REQUIRED TASKS
A - According to the movie reviews, which song does Mae West perform in Myra Breckinridge?
B - Echo the passage of the movie reviews starting at "Yes, this Elaine" and ending at "Okay, perhaps not.".
C - Write what comes next in the movie reviews, picking up after their final sentence.

--- BEGIN GIVEN TEXT ---

Yes, this Elaine May film featuring Warren Beatty and Dustin Hoffman as a Hope/Crosby duo of bungling lounge singers who become equally bumbling wouldbe cold war soldiers is a bad bad movie.  The two usually much better actors seem uncomfortable and out of sync in their roles, but still I cannot help but enjoy this quippy little bomb of a motion picture.  Sometimes I think that someday, perhaps twenty or thirty years from now, Ishtar, much like the once greatly-maligned now mostly heralded Heaven's Gate, will be re-evaluated and finally thought of as a true classic of latter-day cinema.  Praised as some sort of subversive cult classic comedy.  Okay, perhaps not.

Myra Breckinridge
I am not sure what most makes this 1970 cult film so disturbingly derailing.  Is it the scantily-clad (as per usual in her younger fur bikini days) Raquel Welch and the infamous 'pegging' scene?  Is it Rex Reed's transgendering pomposity?  Perhaps it is an obviously over-the-hill Mae West, mostly blind and dressed in a skin tight fringed dress and long blonde wig, 'belting' out Hard to Handle while being manhandled by a bevy of burly bare-chested male dancers?  Probably all three actually.  A film that is infamous in its hated status (Time magazine called the film "as funny as a child molester") it still thrills the hell out of this critic.  Not that I feel guilty because of it though.  You can read more of my ramblings on this film by checking out "The Wonderful, Horrible Fun of Myra Breckinridge, in 847 Words or Less."

--- END GIVEN TEXT ---
--- BEGIN DATA SHOWN ---

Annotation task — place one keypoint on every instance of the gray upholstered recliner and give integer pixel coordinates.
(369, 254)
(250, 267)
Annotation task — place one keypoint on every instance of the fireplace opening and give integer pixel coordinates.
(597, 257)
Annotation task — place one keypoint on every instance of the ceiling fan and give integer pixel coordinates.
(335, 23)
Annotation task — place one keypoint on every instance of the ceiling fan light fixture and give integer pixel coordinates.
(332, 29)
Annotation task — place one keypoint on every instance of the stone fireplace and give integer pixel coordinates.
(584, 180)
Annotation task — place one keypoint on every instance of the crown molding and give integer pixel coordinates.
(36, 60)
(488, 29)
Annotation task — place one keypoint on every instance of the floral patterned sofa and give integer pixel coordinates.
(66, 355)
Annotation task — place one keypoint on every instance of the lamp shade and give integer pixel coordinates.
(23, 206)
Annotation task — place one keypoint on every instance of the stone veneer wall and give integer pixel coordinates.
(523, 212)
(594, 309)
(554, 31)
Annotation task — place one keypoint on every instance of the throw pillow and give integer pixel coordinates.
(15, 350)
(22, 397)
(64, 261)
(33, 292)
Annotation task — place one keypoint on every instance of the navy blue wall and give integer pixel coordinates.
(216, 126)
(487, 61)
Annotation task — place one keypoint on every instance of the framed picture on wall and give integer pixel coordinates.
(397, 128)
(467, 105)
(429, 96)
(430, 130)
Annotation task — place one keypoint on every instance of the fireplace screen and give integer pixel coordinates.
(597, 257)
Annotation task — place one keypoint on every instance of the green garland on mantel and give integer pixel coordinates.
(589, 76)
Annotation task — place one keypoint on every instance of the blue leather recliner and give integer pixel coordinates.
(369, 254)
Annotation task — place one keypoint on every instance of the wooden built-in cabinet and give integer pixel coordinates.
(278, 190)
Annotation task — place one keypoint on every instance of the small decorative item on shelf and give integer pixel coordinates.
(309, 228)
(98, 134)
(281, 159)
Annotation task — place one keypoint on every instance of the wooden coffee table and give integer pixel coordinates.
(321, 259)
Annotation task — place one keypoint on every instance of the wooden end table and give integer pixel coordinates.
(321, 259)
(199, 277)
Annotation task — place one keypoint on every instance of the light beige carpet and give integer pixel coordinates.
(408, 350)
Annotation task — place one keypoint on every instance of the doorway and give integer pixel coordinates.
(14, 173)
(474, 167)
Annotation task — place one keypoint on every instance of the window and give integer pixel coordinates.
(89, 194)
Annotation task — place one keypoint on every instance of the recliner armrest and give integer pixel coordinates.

--- END DATA SHOWN ---

ANSWERS TO THE PROBLEMS
A - She sings "Hard to Handle."

B -
Yes, this Elaine May film featuring Warren Beatty and Dustin Hoffman as a Hope/Crosby duo of bungling lounge singers who become equally bumbling wouldbe cold war soldiers is a bad bad movie.  The two usually much better actors seem uncomfortable and out of sync in their roles, but still I cannot help but enjoy this quippy little bomb of a motion picture.  Sometimes I think that someday, perhaps twenty or thirty years from now, Ishtar, much like the once greatly-maligned now mostly heralded Heaven's Gate, will be re-evaluated and finally thought of as a true classic of latter-day cinema.  Praised as some sort of subversive cult classic comedy.  Okay, perhaps not.

C -
The Silver Chalice
Another film that I have 'borrowed' from the aforementioned list of Mr. Scorsese's, this 1954 Victor Saville-directed widescreen tale of a young Roman artist (Paul Newman in his screen debut) who comes to Jerusalem and learns about love and Jesus and all that jazz (oh yeah, and to sculpt a vessel to hold the Holy Grail), is a film that has been mocked not only by critics upon its release (laughed at as Paul Newman and the Holy Grail by some) but by its brand new star as well (later in his career Newman would denounce the film and would throw parties where he and his friends would watch the movie as if they were on MST3K).  With the campiest of performances from villainous Jack Palance (even by Jack Palance standards for Christ's sake!) just adding to the overall silliness of the film, there is no doubt this is what one would describe as a guilty pleasure movie (though still no actual guilt over here).  The one thing the film does have going for it, among the critical sewing circles of the cinematic world, is the design of the whole damn thing.  Sets that look like abstract museum pieces give the whole film an almost Art Deco meets German Expressionism feel.  Apparently this unique look is the reason Scorsese hired Boris Leven to design New York, New York.  Now who's feeling guilty!?  You can read more of my ramblings on this film by checking out "The Silver Chalice or: Paul Newman & the Holy Grail."

Valley of the Dolls
One would expect the Russ Meyer-directed, Roger Ebert-penned schlock sequel, Beyond the Valley of the Dolls to be on a list like this (too obvious), but for me, the 1967 pill-poppin' original (just as salacious but without the purposefully over-the-top exploitations) was a much better film, even though it was just as equally maligned (though for differing reasons).  Hell, I liked the book too (there, I freely admit it!) and that can be considered a literary guilty pleasure all on its own.  I have always been a sucker for films that show the inner workings of Hollywood and this one is no different - even if these particular inner workings are more than a bit melodramatic.  Oh yeah, did I mention how much I love melodramas?  Well I do, so there!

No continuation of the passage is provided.